- [Exercise objective]
Rewrite the stretch from the start of the items through the line containing "[(162, 213)]", replacing "ceiling" with "roof" and leaving everything else unchanged.
### Provided records
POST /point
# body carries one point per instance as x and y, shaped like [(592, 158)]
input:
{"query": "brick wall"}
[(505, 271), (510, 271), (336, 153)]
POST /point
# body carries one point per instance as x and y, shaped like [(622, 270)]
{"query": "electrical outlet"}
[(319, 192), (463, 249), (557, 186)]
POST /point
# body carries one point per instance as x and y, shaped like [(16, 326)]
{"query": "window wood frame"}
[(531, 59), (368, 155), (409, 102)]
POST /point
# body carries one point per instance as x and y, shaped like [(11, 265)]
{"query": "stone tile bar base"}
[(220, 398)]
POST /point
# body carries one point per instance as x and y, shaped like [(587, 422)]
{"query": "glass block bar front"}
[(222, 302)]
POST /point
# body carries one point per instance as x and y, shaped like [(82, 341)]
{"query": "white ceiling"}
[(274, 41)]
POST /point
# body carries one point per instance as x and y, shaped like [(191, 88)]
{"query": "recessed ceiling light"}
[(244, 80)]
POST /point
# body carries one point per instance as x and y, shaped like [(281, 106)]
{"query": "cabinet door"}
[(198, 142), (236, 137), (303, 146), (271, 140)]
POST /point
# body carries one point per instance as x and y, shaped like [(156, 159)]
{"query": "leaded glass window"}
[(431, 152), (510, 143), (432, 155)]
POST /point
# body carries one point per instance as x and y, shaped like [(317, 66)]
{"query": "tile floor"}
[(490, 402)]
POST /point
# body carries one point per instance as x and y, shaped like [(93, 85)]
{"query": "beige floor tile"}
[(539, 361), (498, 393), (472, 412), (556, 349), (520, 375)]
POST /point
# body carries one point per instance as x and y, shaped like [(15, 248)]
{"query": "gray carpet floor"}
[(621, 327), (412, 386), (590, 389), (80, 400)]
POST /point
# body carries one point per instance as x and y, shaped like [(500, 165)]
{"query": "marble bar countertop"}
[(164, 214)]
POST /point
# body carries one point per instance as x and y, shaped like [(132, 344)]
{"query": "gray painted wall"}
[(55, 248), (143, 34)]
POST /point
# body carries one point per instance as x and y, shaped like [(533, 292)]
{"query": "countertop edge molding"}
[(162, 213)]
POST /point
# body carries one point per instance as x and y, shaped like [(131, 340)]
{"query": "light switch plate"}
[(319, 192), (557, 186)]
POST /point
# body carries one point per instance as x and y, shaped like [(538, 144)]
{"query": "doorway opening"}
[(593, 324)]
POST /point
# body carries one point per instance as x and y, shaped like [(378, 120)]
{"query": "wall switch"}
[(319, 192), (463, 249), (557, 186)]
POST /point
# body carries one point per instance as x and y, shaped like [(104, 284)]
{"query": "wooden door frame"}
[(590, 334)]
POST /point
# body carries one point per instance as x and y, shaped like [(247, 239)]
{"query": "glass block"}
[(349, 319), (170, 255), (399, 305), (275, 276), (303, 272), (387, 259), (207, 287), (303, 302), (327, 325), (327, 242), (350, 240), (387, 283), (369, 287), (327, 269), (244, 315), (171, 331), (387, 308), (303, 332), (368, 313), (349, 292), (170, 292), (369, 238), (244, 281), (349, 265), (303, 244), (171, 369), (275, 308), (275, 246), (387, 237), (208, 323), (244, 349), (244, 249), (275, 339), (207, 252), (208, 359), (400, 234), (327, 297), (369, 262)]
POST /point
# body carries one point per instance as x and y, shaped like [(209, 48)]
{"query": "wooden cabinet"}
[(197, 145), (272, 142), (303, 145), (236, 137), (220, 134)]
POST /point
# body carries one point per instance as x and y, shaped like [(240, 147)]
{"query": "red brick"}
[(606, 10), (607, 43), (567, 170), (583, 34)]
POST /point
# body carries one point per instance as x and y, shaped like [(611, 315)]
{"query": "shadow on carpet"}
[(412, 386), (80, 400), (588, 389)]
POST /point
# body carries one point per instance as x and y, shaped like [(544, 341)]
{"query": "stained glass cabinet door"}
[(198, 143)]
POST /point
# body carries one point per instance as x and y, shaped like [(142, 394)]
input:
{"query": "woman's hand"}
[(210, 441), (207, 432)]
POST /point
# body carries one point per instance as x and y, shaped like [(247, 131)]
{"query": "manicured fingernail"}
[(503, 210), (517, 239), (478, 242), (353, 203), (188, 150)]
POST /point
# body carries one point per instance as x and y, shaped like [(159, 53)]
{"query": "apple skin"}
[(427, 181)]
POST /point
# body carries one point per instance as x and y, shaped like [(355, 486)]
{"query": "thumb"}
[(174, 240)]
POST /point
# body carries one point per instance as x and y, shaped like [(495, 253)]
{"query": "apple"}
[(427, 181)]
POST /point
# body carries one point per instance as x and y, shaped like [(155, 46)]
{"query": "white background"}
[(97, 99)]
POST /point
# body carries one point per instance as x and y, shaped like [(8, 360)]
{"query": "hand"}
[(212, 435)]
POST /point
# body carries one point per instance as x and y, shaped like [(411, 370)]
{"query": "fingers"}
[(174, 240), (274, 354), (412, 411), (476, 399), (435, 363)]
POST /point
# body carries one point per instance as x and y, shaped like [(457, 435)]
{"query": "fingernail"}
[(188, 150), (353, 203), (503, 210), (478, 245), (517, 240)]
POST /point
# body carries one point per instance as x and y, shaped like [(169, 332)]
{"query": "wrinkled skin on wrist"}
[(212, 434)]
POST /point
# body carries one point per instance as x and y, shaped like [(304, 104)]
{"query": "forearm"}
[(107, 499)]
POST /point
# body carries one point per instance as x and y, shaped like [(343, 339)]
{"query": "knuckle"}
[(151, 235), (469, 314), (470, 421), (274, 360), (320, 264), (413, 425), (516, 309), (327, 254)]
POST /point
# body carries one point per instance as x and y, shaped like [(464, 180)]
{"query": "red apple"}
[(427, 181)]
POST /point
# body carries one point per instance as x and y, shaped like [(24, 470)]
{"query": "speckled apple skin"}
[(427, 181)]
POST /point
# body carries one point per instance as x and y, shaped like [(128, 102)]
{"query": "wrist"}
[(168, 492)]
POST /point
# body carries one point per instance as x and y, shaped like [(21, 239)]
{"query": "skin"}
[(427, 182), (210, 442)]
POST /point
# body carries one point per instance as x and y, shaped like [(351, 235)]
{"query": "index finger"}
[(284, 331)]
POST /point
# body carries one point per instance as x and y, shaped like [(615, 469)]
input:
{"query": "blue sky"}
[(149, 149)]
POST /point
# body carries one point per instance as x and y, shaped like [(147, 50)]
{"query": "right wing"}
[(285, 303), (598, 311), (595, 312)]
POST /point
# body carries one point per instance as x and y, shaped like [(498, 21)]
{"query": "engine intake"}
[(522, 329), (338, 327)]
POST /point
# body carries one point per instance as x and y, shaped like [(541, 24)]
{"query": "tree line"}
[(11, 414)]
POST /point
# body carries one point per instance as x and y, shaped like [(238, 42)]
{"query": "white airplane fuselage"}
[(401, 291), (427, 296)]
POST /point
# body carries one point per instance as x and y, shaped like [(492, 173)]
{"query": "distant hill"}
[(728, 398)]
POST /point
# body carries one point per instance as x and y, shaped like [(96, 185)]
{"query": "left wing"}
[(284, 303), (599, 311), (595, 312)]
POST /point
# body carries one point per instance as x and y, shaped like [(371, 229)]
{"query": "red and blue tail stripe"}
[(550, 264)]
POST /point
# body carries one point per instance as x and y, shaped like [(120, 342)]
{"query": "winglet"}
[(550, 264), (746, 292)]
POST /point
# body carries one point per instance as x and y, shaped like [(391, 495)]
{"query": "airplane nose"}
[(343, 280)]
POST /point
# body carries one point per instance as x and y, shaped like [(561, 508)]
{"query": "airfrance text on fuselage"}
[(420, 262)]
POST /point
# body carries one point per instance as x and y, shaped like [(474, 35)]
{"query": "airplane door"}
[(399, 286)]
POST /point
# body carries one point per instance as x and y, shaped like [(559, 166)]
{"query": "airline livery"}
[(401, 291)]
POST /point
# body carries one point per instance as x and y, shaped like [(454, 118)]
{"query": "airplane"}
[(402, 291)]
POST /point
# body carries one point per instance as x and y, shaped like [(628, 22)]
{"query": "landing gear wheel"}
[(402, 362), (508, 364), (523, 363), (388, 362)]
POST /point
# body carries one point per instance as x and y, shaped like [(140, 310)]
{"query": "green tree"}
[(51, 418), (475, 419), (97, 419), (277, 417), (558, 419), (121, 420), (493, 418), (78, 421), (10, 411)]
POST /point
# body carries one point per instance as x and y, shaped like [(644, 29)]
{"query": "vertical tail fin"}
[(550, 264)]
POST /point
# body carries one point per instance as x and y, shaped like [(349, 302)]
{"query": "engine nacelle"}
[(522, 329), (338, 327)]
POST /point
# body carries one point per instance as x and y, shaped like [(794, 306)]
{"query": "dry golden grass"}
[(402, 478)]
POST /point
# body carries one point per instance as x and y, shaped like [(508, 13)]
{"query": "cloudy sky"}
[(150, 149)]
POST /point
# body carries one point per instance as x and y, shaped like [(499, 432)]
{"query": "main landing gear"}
######
- [Answer to this problem]
POST /point
# body carries one point per instance as x and y, shaped like [(592, 158)]
input:
{"query": "brick wall"}
[(505, 271), (510, 271), (336, 153)]
POST /point
# body carries one point per instance as x and y, shaped like [(622, 270)]
{"query": "electrical outlet"}
[(319, 192), (463, 249), (557, 186)]
POST /point
# body carries one point per instance as x and y, shaped like [(16, 326)]
{"query": "window wood frame"}
[(531, 59), (368, 155), (409, 102)]
POST /point
# body carries one point per instance as x and y, shaped like [(11, 265)]
{"query": "stone tile bar base"}
[(220, 398)]
POST /point
# body carries one point per instance as x and y, shaped like [(587, 422)]
{"query": "glass block bar front"}
[(222, 302)]
POST /point
# body carries one point per instance as x and y, shaped like [(82, 341)]
{"query": "white roof"}
[(274, 41)]
POST /point
# body carries one point per instance as x and y, shaped like [(191, 88)]
{"query": "recessed roof light"}
[(244, 80)]
POST /point
# body carries one point per instance as x and y, shaped like [(281, 106)]
{"query": "cabinet door"}
[(198, 142), (236, 137), (303, 146), (271, 140)]
POST /point
# body carries one point per instance as x and y, shaped like [(156, 159)]
{"query": "leaded glass window"}
[(431, 152), (510, 143), (432, 155)]
POST /point
# body carries one point per instance as x and y, shaped like [(317, 66)]
{"query": "tile floor"}
[(490, 402)]
POST /point
# body carries one point per instance as x and y, shaped like [(93, 85)]
{"query": "beige floor tile"}
[(539, 361), (498, 393), (472, 412), (556, 349), (520, 375)]
POST /point
# body carries one point per instance as x and y, shaped like [(15, 248)]
{"query": "gray carpet floor"}
[(621, 327), (412, 386), (590, 389), (80, 400)]
POST /point
# body carries one point per instance as x and y, shaped like [(500, 165)]
{"query": "marble bar countertop"}
[(164, 214)]
POST /point
# body carries one point per instance as x and y, shaped like [(132, 344)]
{"query": "gray painted wall"}
[(55, 248), (143, 34)]
POST /point
# body carries one point per instance as x and y, shaped like [(533, 292)]
{"query": "countertop edge molding"}
[(162, 213)]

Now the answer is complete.